▶ _Rows_
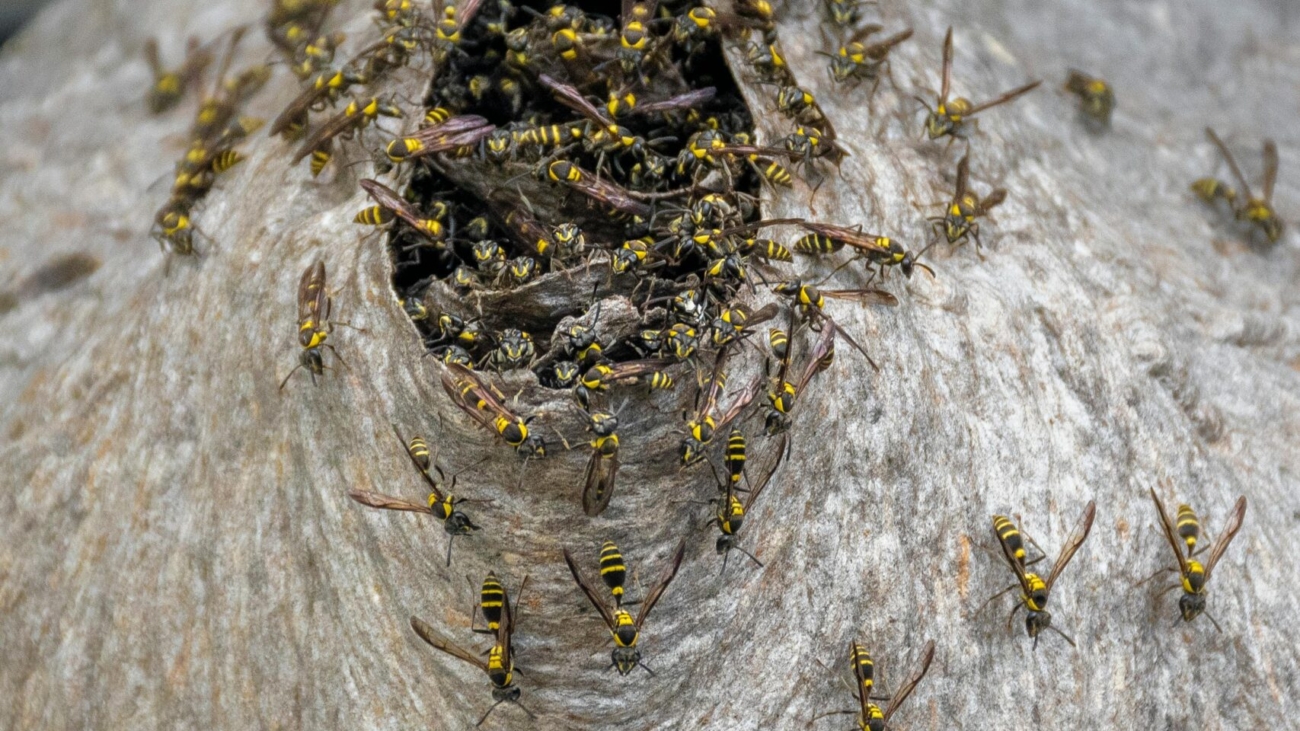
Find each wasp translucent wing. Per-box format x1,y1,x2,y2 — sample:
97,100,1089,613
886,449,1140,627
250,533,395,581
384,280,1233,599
1264,139,1278,203
411,617,488,672
391,424,446,502
939,26,953,107
347,490,433,515
564,549,615,632
800,221,893,256
632,86,718,114
878,640,935,724
966,79,1043,117
631,541,686,632
953,152,971,200
1151,488,1187,576
1205,127,1255,198
714,376,763,432
845,23,885,46
582,449,619,518
537,74,614,127
1205,496,1245,581
1045,499,1097,592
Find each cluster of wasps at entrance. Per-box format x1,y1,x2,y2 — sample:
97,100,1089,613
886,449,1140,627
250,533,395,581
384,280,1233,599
215,0,1281,731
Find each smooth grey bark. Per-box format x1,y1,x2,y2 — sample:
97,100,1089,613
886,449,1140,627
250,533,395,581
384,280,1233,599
0,0,1300,730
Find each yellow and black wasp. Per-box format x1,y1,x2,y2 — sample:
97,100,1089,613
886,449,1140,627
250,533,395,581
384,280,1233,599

▶ _Exercise directions_
Rewrite every line of the entries above as a JSON list of strings, one string per line, leaving out blank lines and the pictures.

▶ _Result for this task_
[
  "Find each wasp translucent wing. Per-box format x1,y1,x2,y2 — sample:",
  "97,100,1089,613",
  "886,449,1140,627",
  "250,533,395,581",
  "384,280,1233,599",
  "1264,139,1278,203",
  "411,617,488,672",
  "391,424,446,502",
  "939,26,953,107",
  "347,490,433,515",
  "564,549,615,632",
  "800,221,893,256",
  "632,86,718,114",
  "878,640,935,724",
  "966,79,1043,117",
  "631,541,686,632",
  "953,152,971,200",
  "1151,488,1187,576",
  "1205,127,1255,198",
  "714,376,763,432",
  "845,23,885,46",
  "582,449,619,518",
  "537,74,614,127",
  "1205,496,1245,581",
  "1045,499,1097,592",
  "Find each cluster of wasps at entrance. Per-box format x1,y1,x2,y2 — sample:",
  "97,100,1089,613",
  "886,449,1140,627",
  "250,533,395,581",
  "384,280,1233,599",
  "215,0,1281,731",
  "Find each smooth grey bark. Per-box format x1,y1,x2,y2 — sample:",
  "97,100,1089,613",
  "886,449,1140,627",
  "250,533,395,581",
  "384,280,1233,599",
  "0,0,1300,730",
  "Find each yellow and black wasp. Per-box format x1,y1,x2,y2 — sample:",
  "97,100,1089,613",
  "886,449,1140,627",
  "250,533,395,581",
  "384,280,1233,599"
]